Named object pointing entries
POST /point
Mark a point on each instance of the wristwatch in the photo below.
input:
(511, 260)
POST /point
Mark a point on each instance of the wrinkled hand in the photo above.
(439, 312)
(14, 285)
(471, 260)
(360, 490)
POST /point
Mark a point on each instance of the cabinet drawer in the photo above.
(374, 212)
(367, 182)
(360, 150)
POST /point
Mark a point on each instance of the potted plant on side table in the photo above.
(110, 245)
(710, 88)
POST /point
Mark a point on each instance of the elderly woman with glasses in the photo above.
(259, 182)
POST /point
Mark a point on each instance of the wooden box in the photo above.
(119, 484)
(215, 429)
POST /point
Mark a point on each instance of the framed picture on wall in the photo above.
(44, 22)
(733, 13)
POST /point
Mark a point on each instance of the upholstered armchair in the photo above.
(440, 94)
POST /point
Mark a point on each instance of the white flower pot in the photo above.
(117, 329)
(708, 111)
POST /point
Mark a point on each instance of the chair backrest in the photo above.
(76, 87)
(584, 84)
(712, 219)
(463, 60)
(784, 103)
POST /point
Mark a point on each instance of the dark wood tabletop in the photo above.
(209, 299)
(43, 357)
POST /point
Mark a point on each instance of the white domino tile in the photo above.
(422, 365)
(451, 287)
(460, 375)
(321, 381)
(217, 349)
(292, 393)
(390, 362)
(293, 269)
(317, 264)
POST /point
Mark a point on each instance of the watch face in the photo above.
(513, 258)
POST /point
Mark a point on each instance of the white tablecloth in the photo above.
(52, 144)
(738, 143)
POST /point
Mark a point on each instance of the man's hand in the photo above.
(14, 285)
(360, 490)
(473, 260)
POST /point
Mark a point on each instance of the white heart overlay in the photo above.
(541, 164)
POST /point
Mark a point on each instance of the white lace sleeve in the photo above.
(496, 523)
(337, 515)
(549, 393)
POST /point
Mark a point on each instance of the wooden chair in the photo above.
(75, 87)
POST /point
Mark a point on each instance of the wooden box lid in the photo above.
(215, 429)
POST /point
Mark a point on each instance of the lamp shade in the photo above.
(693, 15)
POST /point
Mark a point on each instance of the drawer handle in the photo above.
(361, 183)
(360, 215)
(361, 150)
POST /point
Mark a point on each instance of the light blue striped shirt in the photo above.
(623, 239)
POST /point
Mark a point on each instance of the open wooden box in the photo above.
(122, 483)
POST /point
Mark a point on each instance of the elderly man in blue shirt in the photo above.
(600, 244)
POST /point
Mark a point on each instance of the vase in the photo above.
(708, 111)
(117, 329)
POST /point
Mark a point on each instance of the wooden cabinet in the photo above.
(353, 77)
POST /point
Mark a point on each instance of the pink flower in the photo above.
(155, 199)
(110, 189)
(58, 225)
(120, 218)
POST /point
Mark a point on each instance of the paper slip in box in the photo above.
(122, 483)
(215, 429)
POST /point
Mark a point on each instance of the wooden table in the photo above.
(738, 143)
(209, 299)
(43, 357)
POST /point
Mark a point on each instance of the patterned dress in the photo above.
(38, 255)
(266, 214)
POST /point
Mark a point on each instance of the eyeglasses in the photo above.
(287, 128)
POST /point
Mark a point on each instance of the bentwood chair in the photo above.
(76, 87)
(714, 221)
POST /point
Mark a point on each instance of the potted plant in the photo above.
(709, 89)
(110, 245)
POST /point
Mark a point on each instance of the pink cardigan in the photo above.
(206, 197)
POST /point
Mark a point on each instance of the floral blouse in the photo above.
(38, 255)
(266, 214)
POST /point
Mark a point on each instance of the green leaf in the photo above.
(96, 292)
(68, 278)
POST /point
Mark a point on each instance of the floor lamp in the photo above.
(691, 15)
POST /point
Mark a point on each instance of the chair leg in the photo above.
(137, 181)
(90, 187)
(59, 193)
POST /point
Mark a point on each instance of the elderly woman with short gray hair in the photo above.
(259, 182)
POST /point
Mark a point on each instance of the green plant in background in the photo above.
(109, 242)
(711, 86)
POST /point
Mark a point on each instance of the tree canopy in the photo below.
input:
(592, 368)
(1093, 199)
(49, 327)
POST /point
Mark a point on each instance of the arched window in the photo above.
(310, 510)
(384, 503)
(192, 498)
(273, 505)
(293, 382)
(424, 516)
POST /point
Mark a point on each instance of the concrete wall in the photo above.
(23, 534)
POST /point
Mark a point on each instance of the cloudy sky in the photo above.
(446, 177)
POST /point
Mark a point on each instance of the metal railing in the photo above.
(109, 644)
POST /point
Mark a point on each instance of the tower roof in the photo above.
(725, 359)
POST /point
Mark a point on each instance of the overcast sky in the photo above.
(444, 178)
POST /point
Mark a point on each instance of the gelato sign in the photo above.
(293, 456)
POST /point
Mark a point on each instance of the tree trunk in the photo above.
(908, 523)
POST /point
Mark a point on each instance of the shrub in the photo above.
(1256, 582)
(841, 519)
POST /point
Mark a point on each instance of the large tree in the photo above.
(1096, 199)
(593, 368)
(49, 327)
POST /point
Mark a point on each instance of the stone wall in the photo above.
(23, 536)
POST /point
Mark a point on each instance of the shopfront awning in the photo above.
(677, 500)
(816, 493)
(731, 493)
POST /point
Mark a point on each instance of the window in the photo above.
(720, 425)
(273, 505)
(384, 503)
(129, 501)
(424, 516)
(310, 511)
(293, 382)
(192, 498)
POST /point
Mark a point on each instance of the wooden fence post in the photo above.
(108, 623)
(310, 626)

* [SHORT EXERCISE]
Set down the listing in full, keeping every word exactly as it is.

* [OUTPUT FOR THIS TASK]
POST /point
Mark a point on each instance of the wristwatch in the photo below.
input:
(511, 260)
POST /point
Mark a point on each instance of the wrinkled hand in the photo above.
(439, 312)
(14, 285)
(471, 260)
(360, 490)
POST /point
Mark a point on each instance of the cabinet drawer in the photo above.
(374, 212)
(367, 182)
(360, 150)
POST /point
Mark a point on each instance of the potted plant on side table in the photo above.
(110, 245)
(710, 88)
POST /point
Mark a point on each instance of the elderly woman with glasses in the photo above.
(259, 182)
POST /point
Mark a point on each instance of the wooden box in the photo above.
(119, 484)
(215, 429)
POST /point
Mark a point on each instance of the framed picture on wall in the photo above.
(44, 22)
(733, 13)
POST /point
Mark a point on each instance of the upholstered armchair in the photo above.
(440, 94)
POST /point
Mark a point on each instance of the white flower pot in the photo above.
(117, 329)
(708, 111)
POST /point
Mark a point on each instance of the chair backrest in the photo above.
(76, 87)
(584, 84)
(712, 219)
(463, 60)
(784, 103)
POST /point
Mark a point on each instance of the dark wood tabletop in the photo above.
(209, 299)
(43, 357)
POST /point
Mark a point on each instance of the white domino tile in the photo above.
(422, 365)
(451, 287)
(460, 375)
(321, 381)
(217, 349)
(292, 393)
(390, 362)
(293, 269)
(317, 264)
POST /point
Mark a point on each instance of the watch face in the photo above.
(513, 258)
POST /point
Mark a point on each instance of the white tablecloth in the photo above.
(52, 144)
(738, 143)
POST /point
Mark a point on each instance of the man's hand in the photo above.
(14, 285)
(360, 490)
(473, 260)
POST /point
Mark a point on each instance of the white heart overlay in the photo above.
(541, 164)
POST /point
Mark a point on each instance of the white lace sleeve in the photo above.
(496, 523)
(337, 515)
(549, 393)
POST /point
Mark a point on each instance of the wooden chair in the photo above.
(75, 87)
POST /point
Mark a point on each instance of the wooden box lid in the photo above.
(215, 429)
POST /point
Mark a point on each instance of the lamp shade in the photo above.
(693, 15)
POST /point
Mark a point on each instance of the drawer handle in the photo above.
(361, 183)
(360, 215)
(361, 150)
POST /point
Mark a point on each instance of the light blue striped shirt in the photo above.
(623, 239)
POST /point
Mark a point on each instance of the open wooden box in the photo above.
(122, 483)
POST /point
Mark a point on each instance of the elderly man in blue shirt in the photo above.
(600, 244)
POST /point
Mark a point on each instance of the vase in the photo above.
(708, 111)
(117, 329)
POST /point
Mark a point on each instance of the wooden cabinet in the photo above.
(353, 77)
POST /point
Mark a point on each instance of the pink flower in the photo above.
(155, 199)
(110, 189)
(58, 225)
(120, 218)
POST /point
Mark a point on each instance of the paper slip in box in the photo above.
(122, 483)
(215, 429)
POST /point
Mark a point on each instance of the wooden table in the photo above.
(738, 143)
(209, 299)
(43, 357)
POST /point
Mark a point on each instance of the patterned dress in the photo above.
(38, 255)
(266, 214)
POST /point
Mark a point on each instance of the eyeglasses in the photo above.
(287, 128)
POST /point
Mark a point on each instance of the bentwood chair in the photo above.
(76, 87)
(714, 221)
POST /point
Mark a point on each instance of the potted plant in the photo above.
(709, 89)
(110, 245)
POST /point
Mark a point on each instance of the pink cardigan in the photo above.
(206, 197)
POST /point
Mark a point on each instance of the floral blouse in the photo above.
(38, 255)
(266, 214)
POST /point
Mark a point on each instance of the green leaf in the photo above.
(96, 292)
(68, 278)
POST /point
Mark a point on each instance of the floor lamp in the photo above.
(691, 15)
POST /point
Mark a point on each instance of the chair leg in the photo above.
(137, 181)
(90, 187)
(59, 193)
POST /point
Mark a point on each instance of the elderly woman with short gray hair in the photo above.
(259, 182)
POST /point
Mark a point on each instance of the green plant in background in the photo above.
(109, 242)
(711, 86)
POST /point
Mark a point on each instance of the tree canopy in the photo below.
input:
(592, 368)
(1093, 199)
(49, 327)
POST /point
Mark a point on each instance of the arched window in the photo above.
(310, 510)
(384, 503)
(192, 498)
(273, 505)
(293, 382)
(424, 516)
POST /point
Mark a point on each instance of the concrete wall in the photo above.
(23, 534)
POST /point
Mark a point on each instance of the cloudy sky in the photo above.
(446, 177)
POST /point
Mark a point on each instance of the metal railing in the photo above.
(109, 644)
POST /point
Mark a point on each instance of the tower roof in the photo above.
(725, 359)
POST /point
Mark a point on each instance of the overcast sky in the photo above.
(444, 178)
POST /point
Mark a point on each instance of the gelato sign in the photo above.
(293, 456)
POST /point
Mark a point on each instance of the tree trunk in the photo above.
(908, 523)
POST /point
Mark a point on each instance of the shrub in the photo above.
(1256, 582)
(841, 519)
POST /point
Mark a point on each instance of the large tree in the photo above.
(1096, 199)
(593, 368)
(49, 327)
POST /point
Mark a point on each instance of the stone wall in the photo above.
(23, 536)
POST /point
Mark a point on each instance of the shopfront awning in the photo above.
(677, 500)
(816, 493)
(731, 493)
POST /point
Mark a point on each instance of the window in the photo above.
(720, 425)
(273, 505)
(384, 503)
(129, 501)
(424, 516)
(310, 511)
(293, 382)
(192, 498)
POST /point
Mark a point on each instance of the wooden fence post in the photo above.
(108, 623)
(310, 626)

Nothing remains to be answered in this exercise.